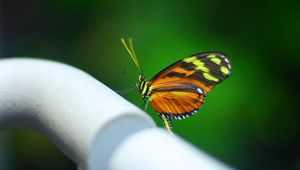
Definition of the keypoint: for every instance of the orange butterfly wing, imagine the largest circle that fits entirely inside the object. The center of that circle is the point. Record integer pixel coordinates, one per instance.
(179, 90)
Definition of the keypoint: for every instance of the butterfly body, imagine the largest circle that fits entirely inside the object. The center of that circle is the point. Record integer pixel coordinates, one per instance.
(179, 90)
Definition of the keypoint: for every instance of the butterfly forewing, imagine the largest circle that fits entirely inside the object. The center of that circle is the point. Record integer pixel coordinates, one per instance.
(179, 90)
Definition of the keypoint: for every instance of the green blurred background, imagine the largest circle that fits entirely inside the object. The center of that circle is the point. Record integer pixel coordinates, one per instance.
(251, 121)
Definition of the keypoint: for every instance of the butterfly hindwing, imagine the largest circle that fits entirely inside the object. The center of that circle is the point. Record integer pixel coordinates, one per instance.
(178, 102)
(179, 90)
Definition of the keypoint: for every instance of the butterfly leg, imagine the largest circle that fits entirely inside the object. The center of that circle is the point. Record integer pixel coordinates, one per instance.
(146, 103)
(167, 124)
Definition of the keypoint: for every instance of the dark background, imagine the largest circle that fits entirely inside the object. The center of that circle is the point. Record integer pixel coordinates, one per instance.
(251, 121)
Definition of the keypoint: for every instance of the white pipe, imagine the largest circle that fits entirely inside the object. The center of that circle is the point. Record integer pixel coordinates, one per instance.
(89, 122)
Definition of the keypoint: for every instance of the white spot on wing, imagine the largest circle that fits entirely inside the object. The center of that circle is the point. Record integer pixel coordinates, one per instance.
(200, 90)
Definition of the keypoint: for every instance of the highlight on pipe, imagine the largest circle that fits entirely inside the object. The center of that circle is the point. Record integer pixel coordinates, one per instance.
(179, 90)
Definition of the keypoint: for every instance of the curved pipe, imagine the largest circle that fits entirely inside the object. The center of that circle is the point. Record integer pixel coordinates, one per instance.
(89, 122)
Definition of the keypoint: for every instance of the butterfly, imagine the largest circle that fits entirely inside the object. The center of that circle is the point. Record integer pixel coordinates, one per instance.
(179, 90)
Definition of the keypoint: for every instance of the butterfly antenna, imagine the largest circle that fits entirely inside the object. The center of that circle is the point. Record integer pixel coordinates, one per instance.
(167, 124)
(130, 50)
(127, 90)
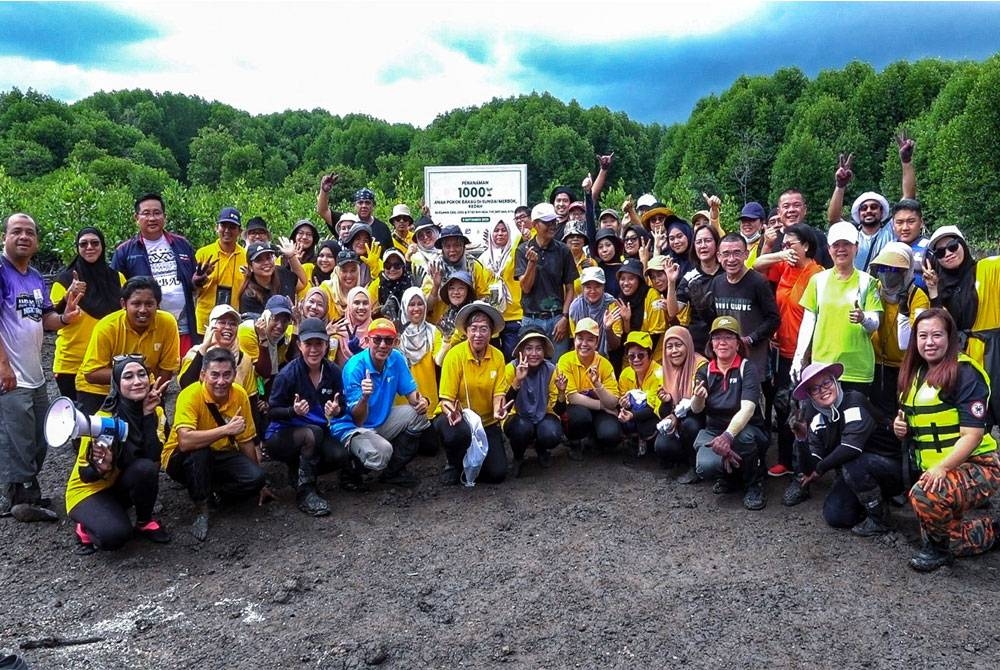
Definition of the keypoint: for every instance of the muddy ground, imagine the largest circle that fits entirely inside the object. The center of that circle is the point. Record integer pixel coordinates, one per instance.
(586, 565)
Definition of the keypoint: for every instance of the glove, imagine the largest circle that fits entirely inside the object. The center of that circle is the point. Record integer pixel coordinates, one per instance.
(796, 372)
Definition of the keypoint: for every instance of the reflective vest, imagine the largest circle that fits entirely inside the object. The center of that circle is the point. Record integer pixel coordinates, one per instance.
(934, 425)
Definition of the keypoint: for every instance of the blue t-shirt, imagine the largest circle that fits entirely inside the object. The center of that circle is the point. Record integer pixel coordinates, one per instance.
(395, 379)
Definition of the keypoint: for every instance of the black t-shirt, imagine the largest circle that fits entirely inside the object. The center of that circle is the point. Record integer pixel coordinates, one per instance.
(727, 391)
(554, 270)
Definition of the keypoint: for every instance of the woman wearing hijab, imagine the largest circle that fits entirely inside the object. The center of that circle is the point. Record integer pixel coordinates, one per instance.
(675, 441)
(505, 292)
(89, 275)
(112, 475)
(967, 288)
(538, 393)
(352, 330)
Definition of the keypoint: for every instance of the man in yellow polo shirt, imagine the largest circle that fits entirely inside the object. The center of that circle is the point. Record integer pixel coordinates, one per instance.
(139, 327)
(211, 448)
(217, 274)
(591, 392)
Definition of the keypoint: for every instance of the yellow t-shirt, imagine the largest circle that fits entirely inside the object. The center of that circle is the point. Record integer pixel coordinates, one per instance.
(113, 336)
(577, 380)
(226, 276)
(651, 384)
(473, 383)
(192, 412)
(78, 490)
(72, 340)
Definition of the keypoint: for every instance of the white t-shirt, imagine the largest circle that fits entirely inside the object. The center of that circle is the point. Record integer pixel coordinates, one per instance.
(163, 265)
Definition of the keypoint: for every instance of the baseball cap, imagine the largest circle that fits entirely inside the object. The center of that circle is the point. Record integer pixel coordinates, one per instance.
(279, 304)
(726, 323)
(543, 212)
(230, 215)
(313, 329)
(593, 274)
(382, 327)
(842, 231)
(753, 210)
(587, 325)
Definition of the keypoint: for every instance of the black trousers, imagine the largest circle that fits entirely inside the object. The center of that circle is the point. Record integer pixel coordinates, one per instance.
(543, 436)
(678, 448)
(456, 440)
(104, 515)
(203, 471)
(603, 427)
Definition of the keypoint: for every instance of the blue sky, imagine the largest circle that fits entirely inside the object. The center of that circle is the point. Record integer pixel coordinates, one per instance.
(410, 61)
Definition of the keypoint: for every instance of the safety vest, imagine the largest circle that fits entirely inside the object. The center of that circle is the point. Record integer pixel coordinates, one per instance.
(934, 424)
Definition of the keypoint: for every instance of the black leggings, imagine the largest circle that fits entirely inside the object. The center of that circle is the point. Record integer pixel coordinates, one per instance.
(456, 440)
(104, 515)
(543, 436)
(583, 422)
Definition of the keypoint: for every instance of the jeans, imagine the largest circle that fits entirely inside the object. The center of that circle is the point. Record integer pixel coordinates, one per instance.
(548, 327)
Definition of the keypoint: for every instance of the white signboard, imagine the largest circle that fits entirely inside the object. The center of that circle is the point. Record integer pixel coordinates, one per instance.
(475, 196)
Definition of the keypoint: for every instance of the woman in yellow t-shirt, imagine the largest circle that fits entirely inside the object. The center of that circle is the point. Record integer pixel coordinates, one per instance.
(88, 273)
(110, 474)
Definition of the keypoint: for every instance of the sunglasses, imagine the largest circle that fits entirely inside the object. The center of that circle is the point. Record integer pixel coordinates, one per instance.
(951, 248)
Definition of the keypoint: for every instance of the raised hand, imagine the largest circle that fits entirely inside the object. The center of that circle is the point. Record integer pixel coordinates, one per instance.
(844, 174)
(329, 181)
(906, 146)
(367, 385)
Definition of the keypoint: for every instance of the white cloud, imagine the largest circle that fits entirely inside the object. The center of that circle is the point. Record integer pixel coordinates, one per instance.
(390, 60)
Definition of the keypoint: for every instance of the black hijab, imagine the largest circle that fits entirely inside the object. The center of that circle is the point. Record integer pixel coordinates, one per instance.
(104, 290)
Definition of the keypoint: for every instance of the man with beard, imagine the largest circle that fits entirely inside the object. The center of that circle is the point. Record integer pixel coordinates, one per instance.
(25, 311)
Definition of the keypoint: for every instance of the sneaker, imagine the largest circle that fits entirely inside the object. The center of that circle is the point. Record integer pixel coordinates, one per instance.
(27, 513)
(778, 470)
(795, 494)
(754, 499)
(545, 458)
(311, 502)
(723, 486)
(451, 476)
(84, 545)
(153, 531)
(200, 527)
(402, 478)
(690, 476)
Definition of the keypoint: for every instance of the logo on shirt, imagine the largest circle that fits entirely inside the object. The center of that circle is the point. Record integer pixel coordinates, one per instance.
(28, 306)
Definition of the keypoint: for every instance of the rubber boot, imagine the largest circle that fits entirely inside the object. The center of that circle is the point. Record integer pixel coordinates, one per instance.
(933, 555)
(878, 521)
(309, 501)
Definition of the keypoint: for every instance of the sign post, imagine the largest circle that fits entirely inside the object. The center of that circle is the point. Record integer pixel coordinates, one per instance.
(475, 197)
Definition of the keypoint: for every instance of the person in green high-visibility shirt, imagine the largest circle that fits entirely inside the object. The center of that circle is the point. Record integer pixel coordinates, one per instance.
(944, 397)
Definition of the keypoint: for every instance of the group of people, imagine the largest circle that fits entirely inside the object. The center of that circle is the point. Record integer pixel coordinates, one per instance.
(862, 352)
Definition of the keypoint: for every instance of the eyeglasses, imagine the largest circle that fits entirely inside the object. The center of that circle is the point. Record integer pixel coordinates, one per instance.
(821, 387)
(951, 248)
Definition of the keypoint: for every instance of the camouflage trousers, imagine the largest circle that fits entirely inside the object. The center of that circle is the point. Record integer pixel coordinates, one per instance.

| SHORT TASK |
Retype, exactly and only, the lines running from the one with "Definition of the keypoint: for every instance of the person" through the final line of the listing above.

| OUTPUT FOR THIS EXERCISE |
Definition of the keypoint: for every instance of the person in green high-visibility shirt, imagine the largest circle that fits entirely inside the object. The center of that circle is the point. Record integer pixel coordinates, one per instance.
(944, 397)
Definition of the keypoint: for every instance of the group of people, imagine the largest circle that fits entirely inside the object. The center of that circle is the point. Record integer pixel coordinates, one per instance.
(862, 352)
Definition of the keypoint: for every instance of the eyeglasses, imagine the largest circle that fits entirely inside the object. The center of that circle is the point. Record integer pixel coordinates, one per instance.
(821, 387)
(951, 248)
Definition of the keypoint: for every instance of the camouflage trousers, imagine the largest circle that fits entirely inside the object. The center of that circle is the point. Record integer pixel coordinates, one per instance.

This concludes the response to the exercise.